Dataset entries
..........

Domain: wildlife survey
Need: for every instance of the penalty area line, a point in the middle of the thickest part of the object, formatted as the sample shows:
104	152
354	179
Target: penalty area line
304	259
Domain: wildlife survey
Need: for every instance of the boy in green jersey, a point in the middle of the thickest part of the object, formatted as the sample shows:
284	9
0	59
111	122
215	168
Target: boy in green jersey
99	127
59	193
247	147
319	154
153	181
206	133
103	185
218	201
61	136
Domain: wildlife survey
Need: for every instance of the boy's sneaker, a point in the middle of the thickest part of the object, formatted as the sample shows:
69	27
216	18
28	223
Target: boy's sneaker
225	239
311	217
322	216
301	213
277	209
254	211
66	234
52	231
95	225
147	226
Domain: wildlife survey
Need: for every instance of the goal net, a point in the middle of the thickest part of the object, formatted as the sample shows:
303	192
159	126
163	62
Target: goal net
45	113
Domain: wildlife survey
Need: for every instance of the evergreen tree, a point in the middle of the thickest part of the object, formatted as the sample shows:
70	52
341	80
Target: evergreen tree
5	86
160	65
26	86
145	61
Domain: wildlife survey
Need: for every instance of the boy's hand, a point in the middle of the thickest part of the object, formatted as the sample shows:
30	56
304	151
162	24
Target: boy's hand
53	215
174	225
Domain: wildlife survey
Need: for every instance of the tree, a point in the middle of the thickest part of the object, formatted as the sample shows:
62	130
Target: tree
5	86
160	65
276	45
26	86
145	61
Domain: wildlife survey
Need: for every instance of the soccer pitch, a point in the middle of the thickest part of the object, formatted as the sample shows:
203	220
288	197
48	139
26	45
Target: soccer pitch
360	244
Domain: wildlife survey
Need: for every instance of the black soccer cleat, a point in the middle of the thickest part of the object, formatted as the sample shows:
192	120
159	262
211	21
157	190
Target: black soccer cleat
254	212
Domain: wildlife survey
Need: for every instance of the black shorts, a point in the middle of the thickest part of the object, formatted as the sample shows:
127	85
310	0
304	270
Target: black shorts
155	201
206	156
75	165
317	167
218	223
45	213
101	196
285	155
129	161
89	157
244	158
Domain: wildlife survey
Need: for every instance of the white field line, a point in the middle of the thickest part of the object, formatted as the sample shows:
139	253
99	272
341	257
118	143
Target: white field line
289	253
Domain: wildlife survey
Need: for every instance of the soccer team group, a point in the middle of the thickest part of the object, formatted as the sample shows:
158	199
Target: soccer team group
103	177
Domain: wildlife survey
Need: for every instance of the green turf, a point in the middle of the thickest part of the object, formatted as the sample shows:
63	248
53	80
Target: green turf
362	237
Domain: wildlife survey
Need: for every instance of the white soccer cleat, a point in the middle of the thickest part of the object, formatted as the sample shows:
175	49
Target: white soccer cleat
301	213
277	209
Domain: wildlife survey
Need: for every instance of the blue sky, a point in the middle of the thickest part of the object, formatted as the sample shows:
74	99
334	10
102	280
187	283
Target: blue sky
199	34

..........

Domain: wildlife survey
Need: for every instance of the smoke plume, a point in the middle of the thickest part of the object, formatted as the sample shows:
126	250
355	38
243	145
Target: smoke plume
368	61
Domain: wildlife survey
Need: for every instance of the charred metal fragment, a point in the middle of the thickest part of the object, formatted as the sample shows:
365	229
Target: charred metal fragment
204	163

..........

◆ YOUR TASK ◆
Find each line in the records above that contains the word "team" and copy it. Letter case counts.

◆ RESULT ◆
Need: for every instance of the soccer team group, a point in the middle of the thickest part of the object, formatted as the sample shows:
Target: soccer team group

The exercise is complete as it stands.